- [Do this]:
How many lines in the entries below contain the string "hillside"? Reply with the number alone.
══════════
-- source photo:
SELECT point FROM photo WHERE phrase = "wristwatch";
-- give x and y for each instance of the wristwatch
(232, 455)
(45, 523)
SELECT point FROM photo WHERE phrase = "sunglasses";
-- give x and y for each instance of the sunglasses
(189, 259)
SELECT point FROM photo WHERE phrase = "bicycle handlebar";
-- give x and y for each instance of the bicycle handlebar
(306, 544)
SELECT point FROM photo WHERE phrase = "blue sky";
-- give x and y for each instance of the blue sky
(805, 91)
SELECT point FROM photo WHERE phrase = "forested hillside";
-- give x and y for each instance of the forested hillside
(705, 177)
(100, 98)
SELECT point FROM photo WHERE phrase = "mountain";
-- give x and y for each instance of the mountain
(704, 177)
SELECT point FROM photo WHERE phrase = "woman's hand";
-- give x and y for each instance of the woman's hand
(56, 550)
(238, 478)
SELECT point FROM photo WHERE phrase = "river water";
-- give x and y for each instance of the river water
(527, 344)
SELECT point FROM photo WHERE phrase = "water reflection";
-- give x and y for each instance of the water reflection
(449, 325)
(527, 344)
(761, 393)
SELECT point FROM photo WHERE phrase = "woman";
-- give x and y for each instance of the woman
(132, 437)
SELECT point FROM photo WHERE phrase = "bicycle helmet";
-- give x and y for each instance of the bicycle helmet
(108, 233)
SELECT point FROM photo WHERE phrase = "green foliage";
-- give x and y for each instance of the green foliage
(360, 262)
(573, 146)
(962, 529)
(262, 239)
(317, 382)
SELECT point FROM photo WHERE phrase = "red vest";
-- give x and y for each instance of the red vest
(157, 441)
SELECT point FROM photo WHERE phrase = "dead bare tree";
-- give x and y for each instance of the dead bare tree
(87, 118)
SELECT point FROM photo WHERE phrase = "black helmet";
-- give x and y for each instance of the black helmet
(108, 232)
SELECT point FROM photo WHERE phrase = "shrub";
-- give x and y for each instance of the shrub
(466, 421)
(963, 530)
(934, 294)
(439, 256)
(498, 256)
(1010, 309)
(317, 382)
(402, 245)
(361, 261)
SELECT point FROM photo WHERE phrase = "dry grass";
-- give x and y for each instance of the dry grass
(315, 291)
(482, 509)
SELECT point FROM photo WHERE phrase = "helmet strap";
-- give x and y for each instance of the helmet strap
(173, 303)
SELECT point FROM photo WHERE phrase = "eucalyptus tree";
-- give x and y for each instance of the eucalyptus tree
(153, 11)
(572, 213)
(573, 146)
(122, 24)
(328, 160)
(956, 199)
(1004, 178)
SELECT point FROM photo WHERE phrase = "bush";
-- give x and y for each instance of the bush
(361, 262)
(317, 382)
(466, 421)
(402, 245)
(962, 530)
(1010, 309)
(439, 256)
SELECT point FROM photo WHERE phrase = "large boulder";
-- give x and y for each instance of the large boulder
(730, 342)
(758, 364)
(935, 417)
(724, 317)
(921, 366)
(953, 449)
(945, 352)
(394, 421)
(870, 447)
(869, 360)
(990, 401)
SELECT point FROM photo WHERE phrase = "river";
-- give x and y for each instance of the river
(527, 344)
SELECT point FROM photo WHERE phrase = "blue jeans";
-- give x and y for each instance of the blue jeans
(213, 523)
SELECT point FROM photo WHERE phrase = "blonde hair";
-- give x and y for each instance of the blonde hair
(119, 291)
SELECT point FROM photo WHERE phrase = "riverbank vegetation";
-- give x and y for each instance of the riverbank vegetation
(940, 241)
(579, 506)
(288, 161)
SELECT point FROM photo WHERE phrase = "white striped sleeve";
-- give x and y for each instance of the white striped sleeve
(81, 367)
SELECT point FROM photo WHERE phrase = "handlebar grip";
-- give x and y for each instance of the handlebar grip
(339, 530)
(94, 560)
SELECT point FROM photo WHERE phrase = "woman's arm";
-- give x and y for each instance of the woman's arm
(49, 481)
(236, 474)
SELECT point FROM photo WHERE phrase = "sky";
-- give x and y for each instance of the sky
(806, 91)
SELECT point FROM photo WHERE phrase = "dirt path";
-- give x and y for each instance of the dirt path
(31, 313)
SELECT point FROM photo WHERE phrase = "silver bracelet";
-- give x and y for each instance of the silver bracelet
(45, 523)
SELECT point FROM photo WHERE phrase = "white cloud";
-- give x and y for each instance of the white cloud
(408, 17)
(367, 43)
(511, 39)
══════════
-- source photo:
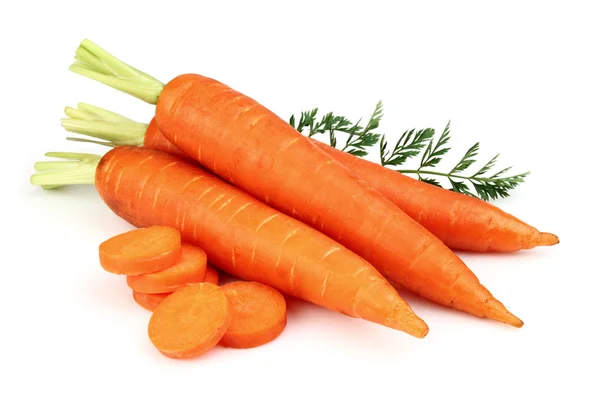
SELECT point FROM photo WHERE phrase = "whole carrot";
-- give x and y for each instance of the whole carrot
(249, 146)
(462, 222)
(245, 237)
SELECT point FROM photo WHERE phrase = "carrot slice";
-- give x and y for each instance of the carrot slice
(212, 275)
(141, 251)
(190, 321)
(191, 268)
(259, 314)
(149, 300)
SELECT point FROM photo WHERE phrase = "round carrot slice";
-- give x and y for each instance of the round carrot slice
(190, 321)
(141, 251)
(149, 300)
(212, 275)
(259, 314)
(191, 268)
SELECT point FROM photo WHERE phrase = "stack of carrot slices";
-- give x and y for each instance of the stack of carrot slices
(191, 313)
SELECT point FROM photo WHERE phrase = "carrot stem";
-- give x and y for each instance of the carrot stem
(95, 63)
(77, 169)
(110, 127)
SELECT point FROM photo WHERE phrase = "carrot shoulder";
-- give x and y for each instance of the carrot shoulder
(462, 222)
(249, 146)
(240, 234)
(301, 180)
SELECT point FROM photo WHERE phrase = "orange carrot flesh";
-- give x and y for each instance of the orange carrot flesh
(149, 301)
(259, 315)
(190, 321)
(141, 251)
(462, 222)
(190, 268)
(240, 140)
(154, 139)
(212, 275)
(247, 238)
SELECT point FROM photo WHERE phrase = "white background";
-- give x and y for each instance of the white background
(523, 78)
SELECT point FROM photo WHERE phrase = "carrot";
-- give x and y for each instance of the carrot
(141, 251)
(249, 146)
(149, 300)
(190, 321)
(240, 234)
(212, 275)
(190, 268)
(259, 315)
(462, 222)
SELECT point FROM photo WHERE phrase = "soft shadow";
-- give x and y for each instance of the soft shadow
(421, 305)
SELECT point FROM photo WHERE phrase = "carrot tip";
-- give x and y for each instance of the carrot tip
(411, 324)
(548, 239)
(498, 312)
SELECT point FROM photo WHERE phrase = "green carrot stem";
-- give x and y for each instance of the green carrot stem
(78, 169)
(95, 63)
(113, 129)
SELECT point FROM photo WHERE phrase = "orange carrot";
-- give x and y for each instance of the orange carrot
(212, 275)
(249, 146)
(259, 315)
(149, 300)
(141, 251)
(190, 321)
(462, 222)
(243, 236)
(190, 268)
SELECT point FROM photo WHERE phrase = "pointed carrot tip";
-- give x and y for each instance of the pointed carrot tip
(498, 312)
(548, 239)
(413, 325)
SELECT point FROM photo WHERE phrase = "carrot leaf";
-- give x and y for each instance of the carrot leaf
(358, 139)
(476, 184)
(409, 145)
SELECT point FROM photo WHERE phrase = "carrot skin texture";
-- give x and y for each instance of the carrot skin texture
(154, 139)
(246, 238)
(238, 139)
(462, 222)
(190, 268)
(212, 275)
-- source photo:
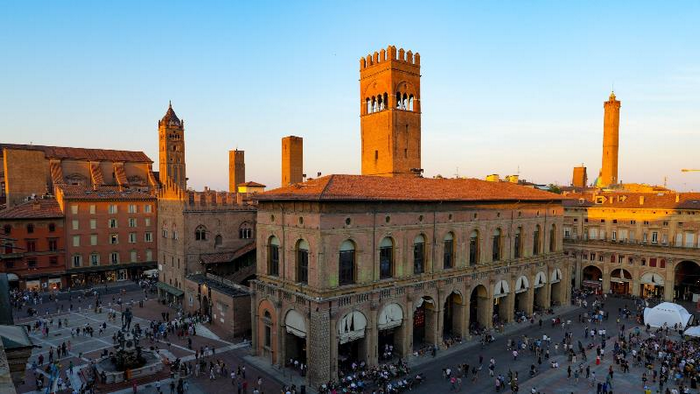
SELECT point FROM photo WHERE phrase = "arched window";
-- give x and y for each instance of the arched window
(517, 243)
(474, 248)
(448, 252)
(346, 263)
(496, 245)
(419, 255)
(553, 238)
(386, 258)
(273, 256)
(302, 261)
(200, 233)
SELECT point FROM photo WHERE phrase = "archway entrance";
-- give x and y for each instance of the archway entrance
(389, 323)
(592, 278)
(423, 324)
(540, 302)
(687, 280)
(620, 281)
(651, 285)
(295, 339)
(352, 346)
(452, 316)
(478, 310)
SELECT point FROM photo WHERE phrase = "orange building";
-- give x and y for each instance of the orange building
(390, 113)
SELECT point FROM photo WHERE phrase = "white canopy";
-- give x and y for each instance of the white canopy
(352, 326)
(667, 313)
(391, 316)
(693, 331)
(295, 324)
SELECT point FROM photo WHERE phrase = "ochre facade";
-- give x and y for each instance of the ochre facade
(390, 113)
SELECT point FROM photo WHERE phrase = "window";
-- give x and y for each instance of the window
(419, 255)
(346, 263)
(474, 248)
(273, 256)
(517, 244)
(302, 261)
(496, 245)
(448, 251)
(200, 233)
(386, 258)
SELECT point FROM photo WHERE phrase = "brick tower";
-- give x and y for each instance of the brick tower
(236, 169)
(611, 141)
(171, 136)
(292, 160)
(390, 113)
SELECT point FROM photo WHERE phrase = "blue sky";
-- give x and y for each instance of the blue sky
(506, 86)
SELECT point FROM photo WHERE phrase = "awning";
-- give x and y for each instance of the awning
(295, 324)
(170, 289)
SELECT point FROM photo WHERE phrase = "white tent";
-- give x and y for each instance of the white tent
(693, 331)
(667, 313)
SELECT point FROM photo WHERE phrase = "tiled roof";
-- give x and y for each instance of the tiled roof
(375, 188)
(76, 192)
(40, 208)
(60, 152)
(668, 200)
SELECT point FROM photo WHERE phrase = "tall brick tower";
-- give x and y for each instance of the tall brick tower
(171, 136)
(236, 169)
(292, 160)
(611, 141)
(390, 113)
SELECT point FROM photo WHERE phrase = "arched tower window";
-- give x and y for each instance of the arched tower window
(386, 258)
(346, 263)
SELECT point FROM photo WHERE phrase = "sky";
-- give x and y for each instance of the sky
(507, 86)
══════════
- [Result of the task]:
2